Give the entries from the line with "Subject: unpaved road surface" to the line with "xmin=86 ymin=523 xmax=293 ymax=569" as a two-column CSV with the columns request and answer, one row per entry. Put each field in quotes and turn any line breaks into spaces.

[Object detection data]

• • • • • • •

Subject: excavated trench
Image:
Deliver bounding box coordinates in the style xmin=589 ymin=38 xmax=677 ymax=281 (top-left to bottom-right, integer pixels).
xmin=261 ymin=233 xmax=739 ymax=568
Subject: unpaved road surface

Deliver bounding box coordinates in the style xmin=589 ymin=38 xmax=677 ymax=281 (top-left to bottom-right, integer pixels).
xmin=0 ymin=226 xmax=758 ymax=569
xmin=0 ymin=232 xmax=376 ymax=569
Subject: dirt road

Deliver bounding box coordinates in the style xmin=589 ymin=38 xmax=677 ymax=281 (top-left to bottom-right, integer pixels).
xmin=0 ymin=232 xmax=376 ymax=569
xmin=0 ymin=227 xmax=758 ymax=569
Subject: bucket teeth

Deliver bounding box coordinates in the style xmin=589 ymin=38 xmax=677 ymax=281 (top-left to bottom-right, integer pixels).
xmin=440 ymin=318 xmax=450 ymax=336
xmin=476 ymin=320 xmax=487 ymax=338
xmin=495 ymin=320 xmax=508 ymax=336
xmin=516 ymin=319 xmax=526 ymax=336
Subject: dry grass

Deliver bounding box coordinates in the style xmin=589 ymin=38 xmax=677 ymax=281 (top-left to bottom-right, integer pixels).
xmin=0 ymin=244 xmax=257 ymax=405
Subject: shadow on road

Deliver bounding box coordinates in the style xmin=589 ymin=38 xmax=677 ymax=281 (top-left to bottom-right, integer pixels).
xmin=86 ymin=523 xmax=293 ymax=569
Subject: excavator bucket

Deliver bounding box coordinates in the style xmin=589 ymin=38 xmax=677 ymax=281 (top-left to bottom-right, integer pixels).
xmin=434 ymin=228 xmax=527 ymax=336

• • • • • • •

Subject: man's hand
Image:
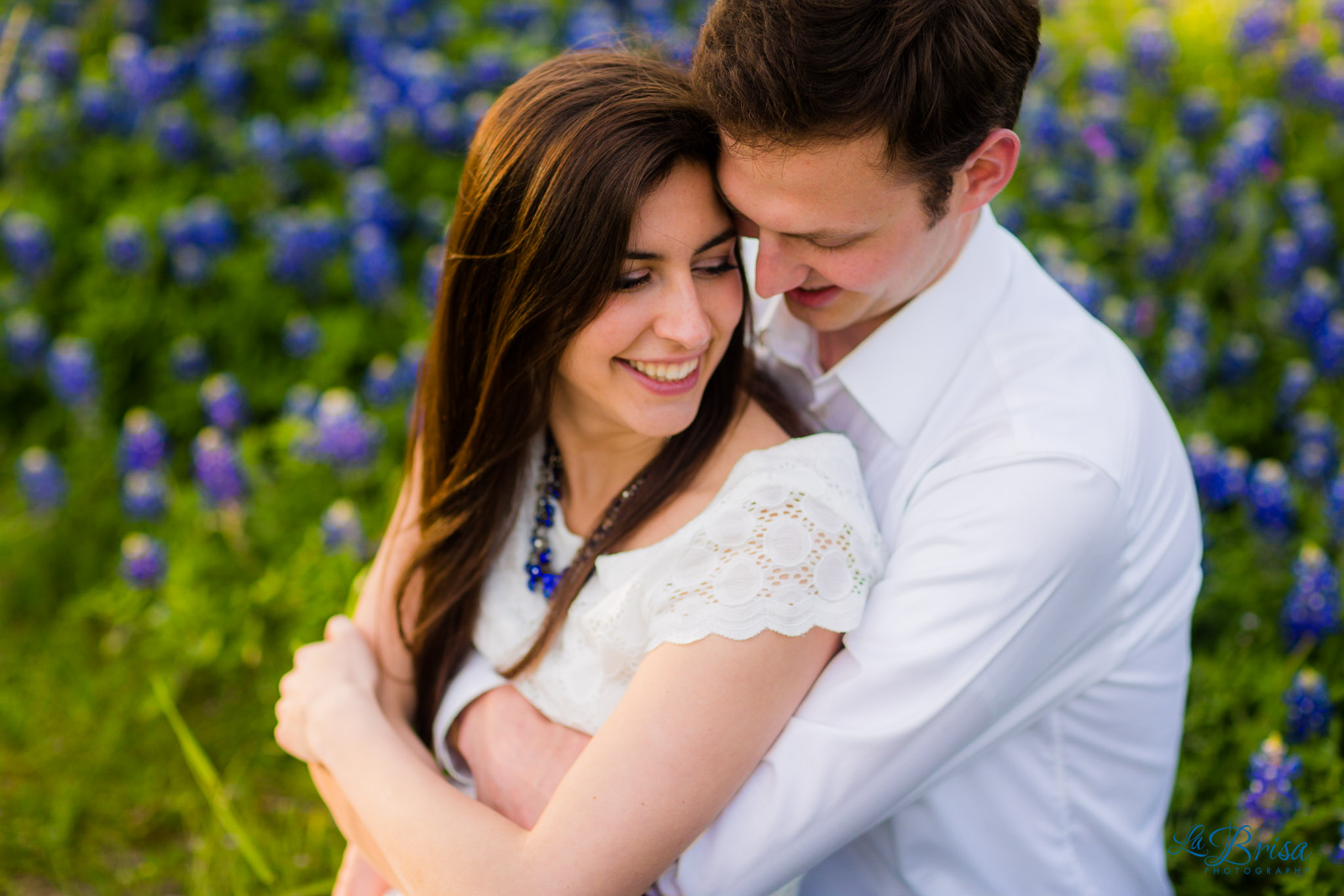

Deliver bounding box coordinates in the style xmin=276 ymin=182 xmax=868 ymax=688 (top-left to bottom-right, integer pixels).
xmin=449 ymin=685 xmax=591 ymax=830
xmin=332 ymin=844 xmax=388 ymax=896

• • • • • • •

* Solution for this exercise
request,answer
"Subject: unpaved road surface Deliver bounding box coordinates in the style xmin=589 ymin=38 xmax=677 ymax=281 (top-left to bottom-right, integer pixels).","xmin=0 ymin=226 xmax=758 ymax=569 xmin=0 ymin=232 xmax=376 ymax=569"
"Subject: dirt road Deliver bounding box coordinates in the style xmin=589 ymin=38 xmax=677 ymax=281 (top-left to bottom-right, integer pixels).","xmin=0 ymin=232 xmax=376 ymax=569 xmin=0 ymin=227 xmax=758 ymax=569"
"Subject: bucket teeth Deliver bounding box coordinates in the style xmin=589 ymin=38 xmax=677 ymax=281 (top-left to bottom-right, integer pixels).","xmin=440 ymin=318 xmax=450 ymax=336 xmin=476 ymin=320 xmax=487 ymax=338 xmin=495 ymin=320 xmax=508 ymax=336 xmin=516 ymin=319 xmax=526 ymax=336"
"Subject: dry grass Deliver bounding box coordinates in the style xmin=589 ymin=38 xmax=677 ymax=281 (top-left to bottom-right, integer pixels).","xmin=0 ymin=244 xmax=257 ymax=405"
"Subject: shadow on road Deliver bounding box coordinates in the style xmin=589 ymin=38 xmax=677 ymax=281 (top-left to bottom-right, integer pixels).","xmin=86 ymin=523 xmax=293 ymax=569"